*Excerpt provided*.
# Chest just won't get stronger.



## vtec_yo (Nov 30, 2011)

As title, I've made continuous good strength gains so far in every body part except my chest which has reached a definate plateau. Any suggestions?

Currently do chest and tris and for chest I do:

Incline db 3 x 8-10

Flat db 3 x 8-10

Cable Flys 2 x 8-10 or 2 x 15-20.

Thanks


----------



## tony10 (Oct 15, 2009)

how long you been training?

try this. http://www.muscleandstrength.com/workouts/28-plateau-busting-chest-workout.html


----------



## Guest (Feb 29, 2012)

Try doing dips, decline bar and db fly's


----------



## vtec_yo (Nov 30, 2011)

Dips ****ed up my rotator cuff [supra spinatus] tendon before xmas so I'm a bit wary of them.

Heard mixed reviews of decline but will give it a go cheers.

Training "properly" for about 9 months. Before that I had a year off after rowing for a year with uni - very cardio intense, little - no weight training.

Chest has always been my weakest area. Not looking at AAS because I haven't been training long enough to "need" them.


----------



## xpower (Jul 28, 2009)

Decline BB warmup then 2x10-12

Flat DB 2x10-12

Incline fly 2x10-12

Also do you do tris first or second?


----------



## vtec_yo (Nov 30, 2011)

Always second.

Why 2 sets out of curiosity? Pack on the weight not the reps?


----------



## xpower (Jul 28, 2009)

vtec_yo said:


> Always second.
> 
> Why 2 sets out of curiosity? Pack on the weight not the reps?


 Just a different approach.

Short rests (30secs to a minute max)

Do chest first so the tris aint fried when pressing.

I also prefer to do

chest/bis

back/tris

so they muscle groups get hit directly & indirectly on different days


----------



## vtec_yo (Nov 30, 2011)

May try that split starting next week then as I've done chest / tris Monday already. I meant I do chest first too.

Cheers for the advice, I'll try chest / bis and back / tris for a month and see what happens.


----------



## kev1 (Nov 11, 2010)

forget decline, incline bb and db, flat press (alternate db,bb weekly) flat db flys! worked for over 20 people i've trained and dont be afraid of dropping to 5-6 reps for strength.

also after first exercise incline bb doing a warm up four working sets go straight into incline db at your heaviest for 6-8 reps same with flat after


----------



## eezy1 (Dec 14, 2010)

try starting off with flies to pre-exhaust then hit ur press


----------



## vtec_yo (Nov 30, 2011)

Cheers lads. Chest workout tomorrow so I'll put something together from the above and see how it goes. Will also be doing biceps as I did triceps on Monday with back as suggested in here somewhere.


----------



## Ash78 (Jul 11, 2011)

Drop the reps and increase the weight for a while to work on your strength. Aiming for 5 reps in a good place to start.

*Tasks for this exercise*.
#1 Answer these questions from the chest-training thread:
(a) How many sets and reps does vtec_yo do of incline dumbbell press?
(b) Which tendon did dips injure for vtec_yo?
(c) How long has vtec_yo been training "properly"?
#2 Name every user who posted in the chest-training thread, counting each one only once.
#3 Print the part of the chest-training thread starting at "## kev1 (Nov" and ending at "(Dec 14, 2010)".
The listing is not needed for this work.

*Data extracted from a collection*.

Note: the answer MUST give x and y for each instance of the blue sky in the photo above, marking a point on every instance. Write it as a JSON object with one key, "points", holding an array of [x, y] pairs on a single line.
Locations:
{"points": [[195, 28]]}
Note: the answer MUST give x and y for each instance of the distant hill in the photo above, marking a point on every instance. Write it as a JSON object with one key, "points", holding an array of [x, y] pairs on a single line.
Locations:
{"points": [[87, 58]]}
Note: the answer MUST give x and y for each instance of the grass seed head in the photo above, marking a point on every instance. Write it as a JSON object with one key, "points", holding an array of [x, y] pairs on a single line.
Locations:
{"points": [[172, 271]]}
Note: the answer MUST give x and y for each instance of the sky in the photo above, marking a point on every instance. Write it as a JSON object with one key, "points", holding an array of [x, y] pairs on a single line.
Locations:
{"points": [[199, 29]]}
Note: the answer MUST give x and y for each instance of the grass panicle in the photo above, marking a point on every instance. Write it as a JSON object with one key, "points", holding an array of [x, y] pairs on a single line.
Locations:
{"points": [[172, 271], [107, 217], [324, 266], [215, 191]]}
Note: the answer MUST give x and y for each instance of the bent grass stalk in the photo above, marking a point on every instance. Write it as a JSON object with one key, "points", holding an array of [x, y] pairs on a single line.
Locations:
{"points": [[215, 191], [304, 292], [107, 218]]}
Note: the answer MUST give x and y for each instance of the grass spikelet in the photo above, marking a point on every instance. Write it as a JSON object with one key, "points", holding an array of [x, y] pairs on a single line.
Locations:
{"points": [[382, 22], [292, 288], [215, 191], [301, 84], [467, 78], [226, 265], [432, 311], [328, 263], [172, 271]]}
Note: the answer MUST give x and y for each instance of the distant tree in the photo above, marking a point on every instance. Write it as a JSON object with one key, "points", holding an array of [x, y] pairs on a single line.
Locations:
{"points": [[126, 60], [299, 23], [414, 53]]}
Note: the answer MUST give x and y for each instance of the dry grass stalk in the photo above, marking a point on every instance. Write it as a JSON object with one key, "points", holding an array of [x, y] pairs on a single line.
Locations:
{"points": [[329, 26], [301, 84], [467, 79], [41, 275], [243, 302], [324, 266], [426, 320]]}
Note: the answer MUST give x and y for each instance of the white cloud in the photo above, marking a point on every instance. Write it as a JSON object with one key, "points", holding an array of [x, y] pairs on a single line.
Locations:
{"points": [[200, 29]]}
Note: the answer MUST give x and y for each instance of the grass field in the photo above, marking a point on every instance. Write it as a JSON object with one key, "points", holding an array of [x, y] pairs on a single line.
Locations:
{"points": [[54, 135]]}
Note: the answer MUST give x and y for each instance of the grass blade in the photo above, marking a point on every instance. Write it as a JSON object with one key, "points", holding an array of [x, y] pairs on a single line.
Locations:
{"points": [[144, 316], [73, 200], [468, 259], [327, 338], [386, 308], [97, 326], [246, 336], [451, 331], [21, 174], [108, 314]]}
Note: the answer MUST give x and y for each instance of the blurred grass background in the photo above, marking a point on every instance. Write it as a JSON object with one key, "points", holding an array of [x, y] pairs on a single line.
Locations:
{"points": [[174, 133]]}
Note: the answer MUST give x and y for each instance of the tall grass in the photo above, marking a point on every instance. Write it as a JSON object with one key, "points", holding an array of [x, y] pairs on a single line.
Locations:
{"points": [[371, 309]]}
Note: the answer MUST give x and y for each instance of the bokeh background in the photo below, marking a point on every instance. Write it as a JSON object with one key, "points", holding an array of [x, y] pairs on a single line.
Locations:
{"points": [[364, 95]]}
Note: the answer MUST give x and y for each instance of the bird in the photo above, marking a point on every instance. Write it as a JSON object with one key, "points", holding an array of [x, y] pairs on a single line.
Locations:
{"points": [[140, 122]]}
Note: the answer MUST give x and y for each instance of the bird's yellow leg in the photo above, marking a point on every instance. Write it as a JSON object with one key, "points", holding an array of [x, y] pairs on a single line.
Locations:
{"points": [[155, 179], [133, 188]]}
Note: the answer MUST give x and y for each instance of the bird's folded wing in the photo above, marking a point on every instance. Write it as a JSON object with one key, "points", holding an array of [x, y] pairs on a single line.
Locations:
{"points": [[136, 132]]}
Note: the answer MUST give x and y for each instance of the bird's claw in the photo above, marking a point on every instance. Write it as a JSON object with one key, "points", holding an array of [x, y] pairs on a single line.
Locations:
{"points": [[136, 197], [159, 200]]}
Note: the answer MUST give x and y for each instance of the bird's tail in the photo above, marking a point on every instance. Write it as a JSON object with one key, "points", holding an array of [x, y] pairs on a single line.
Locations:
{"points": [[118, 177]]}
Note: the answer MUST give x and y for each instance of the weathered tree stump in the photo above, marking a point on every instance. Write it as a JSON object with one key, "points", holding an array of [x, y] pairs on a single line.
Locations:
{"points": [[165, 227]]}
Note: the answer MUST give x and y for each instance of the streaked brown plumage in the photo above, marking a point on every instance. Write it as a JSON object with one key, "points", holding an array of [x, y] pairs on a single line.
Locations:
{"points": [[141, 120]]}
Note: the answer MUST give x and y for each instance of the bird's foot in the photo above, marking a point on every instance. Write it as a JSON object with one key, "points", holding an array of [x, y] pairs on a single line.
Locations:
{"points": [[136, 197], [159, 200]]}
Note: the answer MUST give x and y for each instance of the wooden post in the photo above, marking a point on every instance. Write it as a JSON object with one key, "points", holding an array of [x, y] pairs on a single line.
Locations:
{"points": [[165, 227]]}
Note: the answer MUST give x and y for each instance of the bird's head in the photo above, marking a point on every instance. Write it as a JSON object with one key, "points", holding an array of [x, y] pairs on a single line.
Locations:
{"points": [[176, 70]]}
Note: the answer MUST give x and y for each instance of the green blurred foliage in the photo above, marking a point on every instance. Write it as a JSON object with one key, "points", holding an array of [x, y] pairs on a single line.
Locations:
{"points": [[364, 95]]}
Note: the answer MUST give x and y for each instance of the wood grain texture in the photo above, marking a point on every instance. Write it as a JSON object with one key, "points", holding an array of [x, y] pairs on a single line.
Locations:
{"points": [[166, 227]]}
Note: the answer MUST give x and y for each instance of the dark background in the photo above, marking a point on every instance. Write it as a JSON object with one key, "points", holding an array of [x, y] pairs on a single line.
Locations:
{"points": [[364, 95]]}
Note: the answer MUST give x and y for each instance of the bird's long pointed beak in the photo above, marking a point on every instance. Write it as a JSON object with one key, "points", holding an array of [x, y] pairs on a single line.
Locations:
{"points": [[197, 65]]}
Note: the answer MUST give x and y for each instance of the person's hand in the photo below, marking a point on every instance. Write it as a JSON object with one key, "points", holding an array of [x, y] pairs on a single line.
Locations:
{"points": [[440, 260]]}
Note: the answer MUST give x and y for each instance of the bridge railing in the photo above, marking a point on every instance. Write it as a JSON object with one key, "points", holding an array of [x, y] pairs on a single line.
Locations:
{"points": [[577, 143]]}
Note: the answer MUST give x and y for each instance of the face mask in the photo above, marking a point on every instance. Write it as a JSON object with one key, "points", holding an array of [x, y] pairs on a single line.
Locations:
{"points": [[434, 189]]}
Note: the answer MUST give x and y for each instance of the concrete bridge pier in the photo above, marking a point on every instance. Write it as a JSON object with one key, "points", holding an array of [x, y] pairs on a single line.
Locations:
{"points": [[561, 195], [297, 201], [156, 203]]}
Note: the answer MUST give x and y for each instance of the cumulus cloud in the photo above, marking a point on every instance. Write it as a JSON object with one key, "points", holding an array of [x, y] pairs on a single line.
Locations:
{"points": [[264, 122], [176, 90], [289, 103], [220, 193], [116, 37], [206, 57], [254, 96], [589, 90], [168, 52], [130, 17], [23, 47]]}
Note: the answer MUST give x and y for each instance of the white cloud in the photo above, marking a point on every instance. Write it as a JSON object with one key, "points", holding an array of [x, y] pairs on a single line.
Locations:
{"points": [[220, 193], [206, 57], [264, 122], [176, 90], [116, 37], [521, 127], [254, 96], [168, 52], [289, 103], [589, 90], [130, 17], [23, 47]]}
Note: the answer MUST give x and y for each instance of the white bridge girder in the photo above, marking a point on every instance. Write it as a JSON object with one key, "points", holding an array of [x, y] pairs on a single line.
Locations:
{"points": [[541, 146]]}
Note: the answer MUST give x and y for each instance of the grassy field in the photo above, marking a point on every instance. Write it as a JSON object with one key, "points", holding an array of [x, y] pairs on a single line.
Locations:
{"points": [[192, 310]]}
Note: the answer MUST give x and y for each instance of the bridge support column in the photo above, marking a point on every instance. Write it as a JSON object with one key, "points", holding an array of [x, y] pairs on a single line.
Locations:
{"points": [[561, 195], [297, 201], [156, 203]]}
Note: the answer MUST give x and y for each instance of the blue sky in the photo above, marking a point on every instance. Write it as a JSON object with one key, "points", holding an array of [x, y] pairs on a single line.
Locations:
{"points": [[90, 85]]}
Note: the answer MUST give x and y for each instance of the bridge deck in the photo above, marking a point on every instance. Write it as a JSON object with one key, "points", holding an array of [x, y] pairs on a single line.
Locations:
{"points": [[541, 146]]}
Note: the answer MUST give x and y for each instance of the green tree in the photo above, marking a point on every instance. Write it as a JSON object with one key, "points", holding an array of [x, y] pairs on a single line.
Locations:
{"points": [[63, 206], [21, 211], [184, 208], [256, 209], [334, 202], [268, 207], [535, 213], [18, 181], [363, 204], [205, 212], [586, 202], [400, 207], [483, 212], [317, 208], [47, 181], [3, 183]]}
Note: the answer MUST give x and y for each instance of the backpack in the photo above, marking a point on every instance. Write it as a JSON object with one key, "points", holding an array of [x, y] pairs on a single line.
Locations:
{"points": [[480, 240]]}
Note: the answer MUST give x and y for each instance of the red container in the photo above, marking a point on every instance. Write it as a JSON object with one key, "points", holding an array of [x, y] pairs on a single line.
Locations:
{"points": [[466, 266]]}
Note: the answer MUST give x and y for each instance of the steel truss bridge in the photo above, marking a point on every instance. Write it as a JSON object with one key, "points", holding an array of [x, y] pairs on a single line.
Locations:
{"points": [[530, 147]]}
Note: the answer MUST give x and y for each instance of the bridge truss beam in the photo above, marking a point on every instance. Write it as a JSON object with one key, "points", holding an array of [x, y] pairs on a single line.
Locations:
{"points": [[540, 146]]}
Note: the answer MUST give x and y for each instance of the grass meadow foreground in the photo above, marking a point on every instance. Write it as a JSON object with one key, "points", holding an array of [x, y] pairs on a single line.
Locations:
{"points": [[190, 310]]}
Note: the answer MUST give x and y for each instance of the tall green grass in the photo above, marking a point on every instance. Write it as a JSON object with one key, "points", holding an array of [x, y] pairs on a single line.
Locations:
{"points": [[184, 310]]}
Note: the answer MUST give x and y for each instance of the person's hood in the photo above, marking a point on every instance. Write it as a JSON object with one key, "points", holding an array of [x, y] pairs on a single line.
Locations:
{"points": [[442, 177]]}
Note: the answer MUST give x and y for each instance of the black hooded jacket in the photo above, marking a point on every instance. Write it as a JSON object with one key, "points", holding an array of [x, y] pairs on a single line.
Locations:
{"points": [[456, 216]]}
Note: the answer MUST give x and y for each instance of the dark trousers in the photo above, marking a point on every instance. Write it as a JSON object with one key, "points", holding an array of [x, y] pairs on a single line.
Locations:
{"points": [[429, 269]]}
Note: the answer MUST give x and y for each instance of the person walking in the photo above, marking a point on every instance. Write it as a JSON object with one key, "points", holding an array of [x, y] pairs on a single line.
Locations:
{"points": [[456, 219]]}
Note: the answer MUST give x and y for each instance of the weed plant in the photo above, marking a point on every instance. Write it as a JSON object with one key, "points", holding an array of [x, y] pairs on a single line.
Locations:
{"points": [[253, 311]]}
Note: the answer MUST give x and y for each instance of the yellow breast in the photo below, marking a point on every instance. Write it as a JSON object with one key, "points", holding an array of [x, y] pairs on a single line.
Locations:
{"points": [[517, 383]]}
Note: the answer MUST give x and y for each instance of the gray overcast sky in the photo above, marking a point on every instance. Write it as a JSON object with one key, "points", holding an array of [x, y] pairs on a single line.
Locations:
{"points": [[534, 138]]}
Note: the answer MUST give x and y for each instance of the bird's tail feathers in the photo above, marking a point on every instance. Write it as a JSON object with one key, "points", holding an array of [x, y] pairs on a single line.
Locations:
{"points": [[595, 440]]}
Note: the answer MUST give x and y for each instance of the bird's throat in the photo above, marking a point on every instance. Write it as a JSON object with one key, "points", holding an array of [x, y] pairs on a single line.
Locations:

*The results*.
#1
(a) 3 sets of 8-10 reps.
(b) The rotator cuff tendon, the supraspinatus.
(c) About 9 months.

#2 vtec_yo, tony10, Guest, xpower, kev1, eezy1, Ash78

#3
## kev1 (Nov 11, 2010)

forget decline, incline bb and db, flat press (alternate db,bb weekly) flat db flys! worked for over 20 people i've trained and dont be afraid of dropping to 5-6 reps for strength.

also after first exercise incline bb doing a warm up four working sets go straight into incline db at your heaviest for 6-8 reps same with flat after


----------



## eezy1 (Dec 14, 2010)